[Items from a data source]
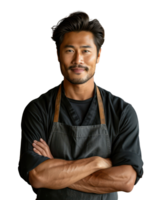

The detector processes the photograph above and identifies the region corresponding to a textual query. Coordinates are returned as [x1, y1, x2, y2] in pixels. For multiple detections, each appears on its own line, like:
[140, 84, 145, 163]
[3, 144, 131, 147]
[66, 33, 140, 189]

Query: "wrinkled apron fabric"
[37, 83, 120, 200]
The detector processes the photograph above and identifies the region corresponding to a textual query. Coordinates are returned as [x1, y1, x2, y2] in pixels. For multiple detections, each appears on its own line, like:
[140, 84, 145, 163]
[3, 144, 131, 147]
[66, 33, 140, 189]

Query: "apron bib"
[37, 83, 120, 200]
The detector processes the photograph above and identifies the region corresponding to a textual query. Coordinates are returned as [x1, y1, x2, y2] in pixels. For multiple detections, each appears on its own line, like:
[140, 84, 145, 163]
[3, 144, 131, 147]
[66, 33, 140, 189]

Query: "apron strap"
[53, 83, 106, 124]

---

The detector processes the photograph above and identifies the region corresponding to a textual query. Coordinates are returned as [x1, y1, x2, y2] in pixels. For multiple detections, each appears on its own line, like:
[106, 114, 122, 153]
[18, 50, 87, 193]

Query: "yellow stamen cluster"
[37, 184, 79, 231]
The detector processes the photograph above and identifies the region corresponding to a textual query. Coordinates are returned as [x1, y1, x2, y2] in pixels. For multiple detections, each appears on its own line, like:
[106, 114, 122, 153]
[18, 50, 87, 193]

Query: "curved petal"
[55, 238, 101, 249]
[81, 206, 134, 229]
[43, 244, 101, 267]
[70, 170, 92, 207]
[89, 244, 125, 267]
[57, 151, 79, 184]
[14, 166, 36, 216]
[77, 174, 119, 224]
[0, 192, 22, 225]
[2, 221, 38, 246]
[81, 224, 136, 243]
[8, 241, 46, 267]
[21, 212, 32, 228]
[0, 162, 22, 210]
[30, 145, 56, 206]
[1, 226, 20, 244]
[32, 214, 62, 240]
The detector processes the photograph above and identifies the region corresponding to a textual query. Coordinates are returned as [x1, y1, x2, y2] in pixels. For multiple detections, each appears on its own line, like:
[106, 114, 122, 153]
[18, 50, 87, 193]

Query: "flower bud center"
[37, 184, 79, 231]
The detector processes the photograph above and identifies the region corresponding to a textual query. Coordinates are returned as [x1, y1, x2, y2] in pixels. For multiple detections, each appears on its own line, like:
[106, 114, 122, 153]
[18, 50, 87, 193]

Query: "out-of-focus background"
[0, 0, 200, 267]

### Task to complete
Pick out and copy every line above that contains the word "apron", counting only matches with the same case.

### Correct output
Query: "wrinkled apron fabric"
Query: "apron bib"
Query: "apron strap"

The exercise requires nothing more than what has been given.